_Brief_
Revise the records from their start through the line containing "positive clicks: (526, 303) (528, 251)", both ends included, so that "pixel-accurate" becomes "precise" and nothing else changes.
• • • •
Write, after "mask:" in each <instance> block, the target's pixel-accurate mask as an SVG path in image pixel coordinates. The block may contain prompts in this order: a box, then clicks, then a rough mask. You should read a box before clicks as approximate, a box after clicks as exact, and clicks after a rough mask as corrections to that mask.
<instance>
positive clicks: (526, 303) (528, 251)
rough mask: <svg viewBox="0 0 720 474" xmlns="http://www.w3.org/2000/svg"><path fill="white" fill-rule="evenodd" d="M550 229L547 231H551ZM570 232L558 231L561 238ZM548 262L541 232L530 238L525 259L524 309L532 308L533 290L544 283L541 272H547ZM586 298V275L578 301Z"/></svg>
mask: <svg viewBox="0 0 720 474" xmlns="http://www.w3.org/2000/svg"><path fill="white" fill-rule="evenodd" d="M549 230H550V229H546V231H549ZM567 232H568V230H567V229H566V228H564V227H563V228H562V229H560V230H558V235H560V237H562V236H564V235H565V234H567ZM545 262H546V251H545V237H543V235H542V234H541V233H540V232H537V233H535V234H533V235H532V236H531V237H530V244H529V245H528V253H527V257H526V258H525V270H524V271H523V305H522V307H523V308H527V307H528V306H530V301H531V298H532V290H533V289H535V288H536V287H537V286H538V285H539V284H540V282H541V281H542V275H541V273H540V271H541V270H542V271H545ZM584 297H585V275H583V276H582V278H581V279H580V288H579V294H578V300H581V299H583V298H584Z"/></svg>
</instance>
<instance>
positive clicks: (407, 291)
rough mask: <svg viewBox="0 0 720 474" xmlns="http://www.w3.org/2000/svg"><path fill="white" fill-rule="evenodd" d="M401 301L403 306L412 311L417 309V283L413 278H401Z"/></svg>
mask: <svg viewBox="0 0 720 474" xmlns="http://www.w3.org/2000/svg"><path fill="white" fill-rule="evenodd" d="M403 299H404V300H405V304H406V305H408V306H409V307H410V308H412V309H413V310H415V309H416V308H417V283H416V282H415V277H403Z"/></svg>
• • • •
_Reply to the task_
Write, after "mask:" in each <instance> block, the target's precise mask as an SVG path in image pixel coordinates. The block may contain prompts in this order: a box, then clicks, then a rough mask. You should read a box before clicks as approximate, a box after clicks as exact, and clicks after a rough mask as corrections to that mask.
<instance>
positive clicks: (526, 303) (528, 251)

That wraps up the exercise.